> **MATERIAL PROVIDED**
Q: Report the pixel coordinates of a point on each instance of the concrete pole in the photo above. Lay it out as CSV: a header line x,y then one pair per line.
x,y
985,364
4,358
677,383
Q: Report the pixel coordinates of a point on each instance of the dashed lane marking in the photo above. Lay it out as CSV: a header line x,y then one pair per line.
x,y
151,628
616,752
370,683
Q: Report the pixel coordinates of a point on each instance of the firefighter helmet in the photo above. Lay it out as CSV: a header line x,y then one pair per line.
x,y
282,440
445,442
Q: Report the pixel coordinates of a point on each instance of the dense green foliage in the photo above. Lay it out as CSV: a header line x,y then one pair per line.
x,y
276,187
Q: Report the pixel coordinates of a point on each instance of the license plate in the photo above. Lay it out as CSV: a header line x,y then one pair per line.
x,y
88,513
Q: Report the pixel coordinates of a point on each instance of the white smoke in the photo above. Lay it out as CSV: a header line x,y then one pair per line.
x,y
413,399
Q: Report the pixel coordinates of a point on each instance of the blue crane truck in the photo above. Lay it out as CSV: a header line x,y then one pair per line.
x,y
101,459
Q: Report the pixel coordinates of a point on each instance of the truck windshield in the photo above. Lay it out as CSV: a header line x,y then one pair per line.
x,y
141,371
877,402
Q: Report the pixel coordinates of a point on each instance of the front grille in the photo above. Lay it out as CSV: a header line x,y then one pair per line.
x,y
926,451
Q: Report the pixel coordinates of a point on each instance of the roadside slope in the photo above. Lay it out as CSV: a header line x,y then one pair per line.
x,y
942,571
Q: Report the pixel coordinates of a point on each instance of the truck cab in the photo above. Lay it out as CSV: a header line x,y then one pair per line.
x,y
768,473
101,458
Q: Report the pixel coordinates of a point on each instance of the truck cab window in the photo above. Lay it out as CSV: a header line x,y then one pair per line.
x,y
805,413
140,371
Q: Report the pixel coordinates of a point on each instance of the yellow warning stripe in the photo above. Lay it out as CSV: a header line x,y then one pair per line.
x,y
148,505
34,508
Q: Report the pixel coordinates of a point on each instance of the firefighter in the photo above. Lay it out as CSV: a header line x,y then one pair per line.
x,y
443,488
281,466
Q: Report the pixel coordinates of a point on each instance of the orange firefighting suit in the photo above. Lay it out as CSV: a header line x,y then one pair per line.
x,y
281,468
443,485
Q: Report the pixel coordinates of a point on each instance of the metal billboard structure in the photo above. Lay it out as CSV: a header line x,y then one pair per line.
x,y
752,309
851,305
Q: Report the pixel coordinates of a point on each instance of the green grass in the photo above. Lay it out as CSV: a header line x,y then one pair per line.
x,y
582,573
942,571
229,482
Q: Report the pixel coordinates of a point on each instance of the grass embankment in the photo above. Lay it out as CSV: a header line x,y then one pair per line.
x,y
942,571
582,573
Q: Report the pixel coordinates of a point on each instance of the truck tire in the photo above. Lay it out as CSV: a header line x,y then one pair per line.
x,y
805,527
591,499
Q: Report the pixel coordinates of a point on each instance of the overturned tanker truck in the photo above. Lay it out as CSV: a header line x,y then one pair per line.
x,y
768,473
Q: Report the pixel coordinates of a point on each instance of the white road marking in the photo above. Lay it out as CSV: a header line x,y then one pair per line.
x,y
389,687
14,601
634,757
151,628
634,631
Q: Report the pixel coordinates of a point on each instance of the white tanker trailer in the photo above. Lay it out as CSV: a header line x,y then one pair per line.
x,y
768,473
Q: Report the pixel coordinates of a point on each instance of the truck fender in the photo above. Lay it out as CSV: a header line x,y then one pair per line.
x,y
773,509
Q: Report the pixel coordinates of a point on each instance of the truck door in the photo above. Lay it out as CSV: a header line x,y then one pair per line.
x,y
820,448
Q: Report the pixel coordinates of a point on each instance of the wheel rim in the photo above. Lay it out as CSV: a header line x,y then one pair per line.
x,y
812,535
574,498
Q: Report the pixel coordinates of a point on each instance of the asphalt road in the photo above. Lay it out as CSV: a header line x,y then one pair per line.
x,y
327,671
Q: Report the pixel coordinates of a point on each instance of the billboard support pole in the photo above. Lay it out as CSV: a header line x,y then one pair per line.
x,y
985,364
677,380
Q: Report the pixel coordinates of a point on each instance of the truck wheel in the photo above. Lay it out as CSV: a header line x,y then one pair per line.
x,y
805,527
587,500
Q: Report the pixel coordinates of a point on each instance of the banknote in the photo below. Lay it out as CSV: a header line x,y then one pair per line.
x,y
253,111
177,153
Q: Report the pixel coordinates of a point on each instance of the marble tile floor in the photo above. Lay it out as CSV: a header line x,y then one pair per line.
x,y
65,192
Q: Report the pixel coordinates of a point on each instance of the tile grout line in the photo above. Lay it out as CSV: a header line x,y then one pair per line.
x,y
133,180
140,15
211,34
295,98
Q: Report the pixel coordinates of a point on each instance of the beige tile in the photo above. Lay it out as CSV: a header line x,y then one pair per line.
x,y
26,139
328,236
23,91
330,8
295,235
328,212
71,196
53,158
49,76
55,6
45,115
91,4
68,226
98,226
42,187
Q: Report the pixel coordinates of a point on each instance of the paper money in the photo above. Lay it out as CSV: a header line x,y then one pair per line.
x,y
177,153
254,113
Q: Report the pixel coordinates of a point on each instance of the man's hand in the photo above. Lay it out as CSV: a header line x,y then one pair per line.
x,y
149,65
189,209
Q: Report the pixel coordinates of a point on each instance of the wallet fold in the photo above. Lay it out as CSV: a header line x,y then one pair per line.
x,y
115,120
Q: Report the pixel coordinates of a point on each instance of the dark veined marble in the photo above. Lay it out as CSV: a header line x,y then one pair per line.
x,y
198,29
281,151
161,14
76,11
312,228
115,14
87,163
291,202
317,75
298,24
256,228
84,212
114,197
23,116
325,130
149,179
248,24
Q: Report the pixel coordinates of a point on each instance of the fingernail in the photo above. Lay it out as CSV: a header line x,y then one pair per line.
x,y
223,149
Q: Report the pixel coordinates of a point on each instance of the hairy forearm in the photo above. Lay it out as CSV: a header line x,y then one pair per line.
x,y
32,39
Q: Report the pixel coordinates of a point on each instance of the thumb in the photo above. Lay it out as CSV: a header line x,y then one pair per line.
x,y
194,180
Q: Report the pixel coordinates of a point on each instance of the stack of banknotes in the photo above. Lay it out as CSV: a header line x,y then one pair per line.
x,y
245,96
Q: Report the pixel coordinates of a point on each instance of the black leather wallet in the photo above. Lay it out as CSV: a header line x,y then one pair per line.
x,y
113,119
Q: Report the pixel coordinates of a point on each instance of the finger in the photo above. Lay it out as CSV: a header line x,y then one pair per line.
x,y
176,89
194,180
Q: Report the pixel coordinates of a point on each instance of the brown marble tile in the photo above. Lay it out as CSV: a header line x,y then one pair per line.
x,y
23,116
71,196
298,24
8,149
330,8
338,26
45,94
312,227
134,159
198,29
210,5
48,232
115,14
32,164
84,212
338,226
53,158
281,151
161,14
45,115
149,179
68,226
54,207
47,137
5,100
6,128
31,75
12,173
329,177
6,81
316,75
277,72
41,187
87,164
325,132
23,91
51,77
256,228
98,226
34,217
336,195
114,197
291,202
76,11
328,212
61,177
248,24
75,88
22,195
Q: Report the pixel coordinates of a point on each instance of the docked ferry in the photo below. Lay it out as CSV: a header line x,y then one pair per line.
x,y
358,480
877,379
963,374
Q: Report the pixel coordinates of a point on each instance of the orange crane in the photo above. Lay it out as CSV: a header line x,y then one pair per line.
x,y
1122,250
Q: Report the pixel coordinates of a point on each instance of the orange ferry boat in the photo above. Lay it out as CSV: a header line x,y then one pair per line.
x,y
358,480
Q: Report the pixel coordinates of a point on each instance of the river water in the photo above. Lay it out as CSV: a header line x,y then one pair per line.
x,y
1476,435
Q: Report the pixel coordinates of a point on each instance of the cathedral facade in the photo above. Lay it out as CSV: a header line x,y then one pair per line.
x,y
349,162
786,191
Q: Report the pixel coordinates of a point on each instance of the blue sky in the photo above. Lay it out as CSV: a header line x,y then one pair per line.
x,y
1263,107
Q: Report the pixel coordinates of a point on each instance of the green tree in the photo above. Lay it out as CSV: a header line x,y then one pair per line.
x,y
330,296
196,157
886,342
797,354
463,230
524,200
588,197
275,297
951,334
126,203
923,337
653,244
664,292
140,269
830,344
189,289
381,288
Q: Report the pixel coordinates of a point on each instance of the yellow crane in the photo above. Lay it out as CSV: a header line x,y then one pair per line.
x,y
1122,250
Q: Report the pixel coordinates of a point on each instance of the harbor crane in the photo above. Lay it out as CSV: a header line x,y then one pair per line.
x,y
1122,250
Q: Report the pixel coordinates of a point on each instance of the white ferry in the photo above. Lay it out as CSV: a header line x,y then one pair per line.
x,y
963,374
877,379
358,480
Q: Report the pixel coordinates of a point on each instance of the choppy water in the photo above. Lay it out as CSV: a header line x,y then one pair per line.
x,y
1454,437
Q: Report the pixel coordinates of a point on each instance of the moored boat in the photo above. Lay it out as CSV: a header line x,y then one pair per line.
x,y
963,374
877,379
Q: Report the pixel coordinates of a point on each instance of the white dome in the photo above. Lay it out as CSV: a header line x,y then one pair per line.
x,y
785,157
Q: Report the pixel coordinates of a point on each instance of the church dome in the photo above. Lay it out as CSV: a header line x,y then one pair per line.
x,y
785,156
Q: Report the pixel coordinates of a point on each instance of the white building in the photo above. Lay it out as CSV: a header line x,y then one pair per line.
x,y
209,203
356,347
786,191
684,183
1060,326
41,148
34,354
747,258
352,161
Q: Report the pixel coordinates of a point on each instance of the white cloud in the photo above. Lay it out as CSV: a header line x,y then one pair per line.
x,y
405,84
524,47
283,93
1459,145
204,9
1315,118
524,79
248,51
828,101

> **REQUIRED WORK**
Through the last line of the entries above, beginning at the line containing "the green tree", transcribe each line exactly, both ends included and nothing more.

> **EXERCISE OUTPUT**
Q: Report the pixel coordinates of a point on each instance of the green tree in the photo above. Lay it out as CSV: a header line x,y then one pair per line.
x,y
330,296
196,157
886,342
797,354
463,230
524,200
588,197
275,297
951,334
126,203
923,337
653,244
664,292
140,269
830,344
189,289
381,288
Q: Report the pixel coordinates of a point on each instance of the yellow crane in the photo above. Lay it out as CSV: a header line x,y then one pair per line.
x,y
1122,250
Q: Report the pixel coordinates of a point on each instance of the harbor crane in the photo above. Lay it out as CSV: a header line x,y then one pair per line.
x,y
1122,250
Q: Report the pixel coordinates of a point on each instance of the white ferry in the photo above. Lay it out as CSV: a header line x,y then one pair per line.
x,y
963,374
877,379
358,480
Q: Report the pixel coordinates of a point on each instance of the choppy water in the photo above. Lay it out as CSV: a header line x,y then one pair per line.
x,y
1454,437
Q: Report the pixel coordinates of a point on each instance of the moored boat in the photo above. Lay it out as CSV: a header line x,y then one pair per line.
x,y
963,374
877,379
Q: Report the pixel coordinates of a point on each instance of the white dome in the photo above. Lay it out as CSV: a header line x,y then one pair per line.
x,y
785,157
Q: Report the pixel coordinates of a point on each instance of the church dome in the photo above. Lay it out as CSV: a header line x,y then one pair per line.
x,y
785,156
Q: Report the pixel coordinates of a point on each instance of the white building in the photo above. Lay it out as CSV: a header line x,y then one pair per line.
x,y
209,203
356,347
786,191
684,183
1060,326
41,148
34,354
747,258
352,161
Q: Report the pixel coordinates of a point on each instance of the white cloud in the photo above. Lay it out as CSV: a header line x,y then one pair per line.
x,y
405,84
524,47
283,93
1459,145
204,9
1315,118
524,79
248,51
828,101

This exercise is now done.